Objective A ::
Pick out every line in the records that contains the string "wall" and copy those lines. Case counts.

Document excerpt ::
********

Figure 14 shows the maximum number of devices supported in real time versus the number of time series to compute per device. As a bidirectional time series requires two classes, the case of six time series (six classes) corresponds to three bidirectional time series. This could represent, for example, the case of an operator who wants to measure the bidirectional traffic from each IoT device to its central collector, any server in its server farm, and everywhere else. The results for 10 time series consider the possibility of two extra bidirectional time series per device. We have included the results for up to 20 classes per device, or 10 bidirectional time series. Figure 14 is based on the devices that generate an average of five pkt/s.
The results depend on the traffic profile, or how the random traffic process is generated. For a present IoT network scenario with six classes per device, and an average of five pkt/s per device, more than 40,000 devices are supported. Using 20 classes, at least 20,000 devices are supported in a single-core CPU processing machine. For a traffic profile similar to a generic Internet access link, better results are obtained, especially for low numbers of classes. The results for typical IoT scenarios are worse, owing to the small average packet sizes.
Figure 15a,b show the number of supported devices when the amount of traffic generated by each device is increased from five pkt/s up to 40 pkt/s. Figure 15a considers six time series per device, and Figure 15b shows the requirement of 10 time series per device. This represents future scenarios where IoT devices collect more frequent measurements or send larger files to the central collector. For example, a camera creating a 15-kB image every second could easily result in a traffic intensity of 15 or 20 pkt/s, considering both directions of the traffic.
Figure 15 shows that by using six classes (three bidirectional time series) and high traffic intensity-generating devices (up to 40 pkt/s), at least 10,000 devices would be supported by both algorithms.
Although both set-pruning methods (DStries and DStries with recursive search) offer similar speed results, they present some hidden drawbacks that must be considered. The data structure that set-pruning DStries stores in memory duplicates the class information; therefore, its memory footprint is higher than the one from a simple recursive search or the linear search method. Figure 16 shows the memory usage for both DStries-based algorithms and both traffic traces. Although the linear method presents minimal memory usage, it must be discarded as a suitable algorithm, owing to its low performance in terms of packets processed per second for a large number of classes.

********

Task data ::
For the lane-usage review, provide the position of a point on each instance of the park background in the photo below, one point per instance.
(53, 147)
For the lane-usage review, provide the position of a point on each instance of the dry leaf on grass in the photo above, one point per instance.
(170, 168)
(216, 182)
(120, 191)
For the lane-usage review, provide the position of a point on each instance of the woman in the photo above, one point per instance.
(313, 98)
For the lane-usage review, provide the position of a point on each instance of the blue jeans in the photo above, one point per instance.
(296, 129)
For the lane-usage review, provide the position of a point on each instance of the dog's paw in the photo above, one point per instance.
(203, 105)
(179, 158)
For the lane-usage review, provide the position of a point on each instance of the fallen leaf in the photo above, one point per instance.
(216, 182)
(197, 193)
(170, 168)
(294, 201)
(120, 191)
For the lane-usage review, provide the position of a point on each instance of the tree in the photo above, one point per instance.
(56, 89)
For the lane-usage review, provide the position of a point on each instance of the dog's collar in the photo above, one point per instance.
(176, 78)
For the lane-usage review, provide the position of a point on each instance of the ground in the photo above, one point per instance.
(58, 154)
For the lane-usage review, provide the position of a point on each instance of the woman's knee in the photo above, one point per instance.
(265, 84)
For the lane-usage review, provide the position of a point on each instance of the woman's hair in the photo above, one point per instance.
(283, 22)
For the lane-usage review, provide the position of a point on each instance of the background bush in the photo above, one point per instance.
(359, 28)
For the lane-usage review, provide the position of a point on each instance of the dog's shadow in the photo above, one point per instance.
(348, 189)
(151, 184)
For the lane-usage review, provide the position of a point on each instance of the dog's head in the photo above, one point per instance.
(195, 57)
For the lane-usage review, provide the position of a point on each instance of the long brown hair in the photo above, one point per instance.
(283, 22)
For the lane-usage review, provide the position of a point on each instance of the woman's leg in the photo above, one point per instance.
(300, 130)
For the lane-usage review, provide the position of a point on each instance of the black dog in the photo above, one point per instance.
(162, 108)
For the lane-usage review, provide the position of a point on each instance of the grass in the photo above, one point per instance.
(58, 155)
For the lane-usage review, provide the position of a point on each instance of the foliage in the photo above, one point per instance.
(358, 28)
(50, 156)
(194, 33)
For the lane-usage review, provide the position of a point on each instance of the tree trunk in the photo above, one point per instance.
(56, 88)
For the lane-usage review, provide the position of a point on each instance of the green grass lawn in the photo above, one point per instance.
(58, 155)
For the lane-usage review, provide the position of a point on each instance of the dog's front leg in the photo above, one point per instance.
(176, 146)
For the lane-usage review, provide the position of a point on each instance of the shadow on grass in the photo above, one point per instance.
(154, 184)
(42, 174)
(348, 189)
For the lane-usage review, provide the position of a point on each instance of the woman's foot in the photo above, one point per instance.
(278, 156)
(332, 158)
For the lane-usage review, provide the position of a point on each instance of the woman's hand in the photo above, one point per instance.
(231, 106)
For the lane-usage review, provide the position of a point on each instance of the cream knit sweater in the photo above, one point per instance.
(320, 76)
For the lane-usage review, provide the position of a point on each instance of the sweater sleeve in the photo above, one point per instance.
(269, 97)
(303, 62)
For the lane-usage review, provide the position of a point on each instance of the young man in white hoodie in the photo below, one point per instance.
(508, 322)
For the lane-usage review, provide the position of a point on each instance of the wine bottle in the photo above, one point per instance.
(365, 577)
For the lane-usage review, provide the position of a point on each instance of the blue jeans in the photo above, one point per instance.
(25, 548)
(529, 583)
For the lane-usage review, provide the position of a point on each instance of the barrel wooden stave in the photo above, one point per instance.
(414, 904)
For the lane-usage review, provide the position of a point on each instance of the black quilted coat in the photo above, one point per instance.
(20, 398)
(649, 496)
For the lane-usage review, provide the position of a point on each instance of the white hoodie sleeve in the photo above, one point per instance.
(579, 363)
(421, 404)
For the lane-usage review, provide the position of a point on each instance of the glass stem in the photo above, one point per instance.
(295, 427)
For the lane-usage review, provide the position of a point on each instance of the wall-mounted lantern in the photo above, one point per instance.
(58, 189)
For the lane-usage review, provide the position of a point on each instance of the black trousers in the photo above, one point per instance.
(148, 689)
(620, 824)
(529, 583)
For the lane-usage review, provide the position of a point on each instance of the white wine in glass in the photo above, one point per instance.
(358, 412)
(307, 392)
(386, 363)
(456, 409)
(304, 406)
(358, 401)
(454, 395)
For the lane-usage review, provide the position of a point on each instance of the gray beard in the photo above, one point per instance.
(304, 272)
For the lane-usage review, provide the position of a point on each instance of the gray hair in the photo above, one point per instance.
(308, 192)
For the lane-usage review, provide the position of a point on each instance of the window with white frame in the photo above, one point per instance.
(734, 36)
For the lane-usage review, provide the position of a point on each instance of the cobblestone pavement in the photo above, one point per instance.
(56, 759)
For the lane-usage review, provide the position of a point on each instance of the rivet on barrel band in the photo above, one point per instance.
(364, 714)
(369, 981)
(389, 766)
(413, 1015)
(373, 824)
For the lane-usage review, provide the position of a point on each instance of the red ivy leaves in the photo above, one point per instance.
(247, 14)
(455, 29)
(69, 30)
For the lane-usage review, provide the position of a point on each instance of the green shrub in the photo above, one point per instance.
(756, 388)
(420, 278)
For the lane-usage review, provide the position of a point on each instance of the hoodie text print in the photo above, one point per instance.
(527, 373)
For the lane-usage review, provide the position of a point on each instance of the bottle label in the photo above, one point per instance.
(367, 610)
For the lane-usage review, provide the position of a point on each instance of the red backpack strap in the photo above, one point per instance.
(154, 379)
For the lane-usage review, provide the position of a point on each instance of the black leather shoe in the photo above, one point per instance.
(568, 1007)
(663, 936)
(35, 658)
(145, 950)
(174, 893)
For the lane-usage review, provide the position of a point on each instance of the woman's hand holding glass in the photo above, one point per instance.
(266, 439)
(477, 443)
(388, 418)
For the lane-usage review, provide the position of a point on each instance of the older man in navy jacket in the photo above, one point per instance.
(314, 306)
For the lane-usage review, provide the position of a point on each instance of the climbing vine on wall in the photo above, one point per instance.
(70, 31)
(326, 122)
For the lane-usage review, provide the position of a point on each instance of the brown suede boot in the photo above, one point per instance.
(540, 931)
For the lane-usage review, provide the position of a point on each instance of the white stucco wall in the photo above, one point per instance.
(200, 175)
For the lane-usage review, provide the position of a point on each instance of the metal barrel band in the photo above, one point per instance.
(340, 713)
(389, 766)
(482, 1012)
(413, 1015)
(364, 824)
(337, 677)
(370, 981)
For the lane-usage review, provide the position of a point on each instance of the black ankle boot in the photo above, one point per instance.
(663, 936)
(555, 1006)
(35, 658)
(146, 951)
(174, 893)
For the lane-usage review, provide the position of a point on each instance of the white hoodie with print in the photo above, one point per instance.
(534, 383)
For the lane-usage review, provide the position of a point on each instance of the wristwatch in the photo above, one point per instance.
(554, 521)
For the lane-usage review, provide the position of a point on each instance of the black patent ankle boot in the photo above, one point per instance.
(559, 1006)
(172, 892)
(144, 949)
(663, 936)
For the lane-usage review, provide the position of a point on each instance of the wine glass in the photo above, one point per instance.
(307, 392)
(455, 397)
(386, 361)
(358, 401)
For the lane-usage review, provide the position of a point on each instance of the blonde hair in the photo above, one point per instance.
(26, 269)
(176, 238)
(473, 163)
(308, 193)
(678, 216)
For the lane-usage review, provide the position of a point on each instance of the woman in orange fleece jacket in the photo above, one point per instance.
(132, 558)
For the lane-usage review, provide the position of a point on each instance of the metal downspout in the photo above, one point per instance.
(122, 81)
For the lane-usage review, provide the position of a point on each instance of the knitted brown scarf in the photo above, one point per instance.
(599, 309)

********

Objective B ::
Write out everything in the IoT traffic passage from "Figure 15 shows" down to "by both algorithms.", replacing "both algorithms" with "both methods".

Final result A ::
For the lane-usage review, provide the position of a point on each instance of the wall-mounted lantern in the photo above, one point per instance.
For the lane-usage review, provide the position of a point on each instance of the climbing vine on wall in the photo above, one point per instance.
For the lane-usage review, provide the position of a point on each instance of the white stucco wall in the photo above, one point per instance.

Final result B ::
Figure 15 shows that by using six classes (three bidirectional time series) and high traffic intensity-generating devices (up to 40 pkt/s), at least 10,000 devices would be supported by both methods.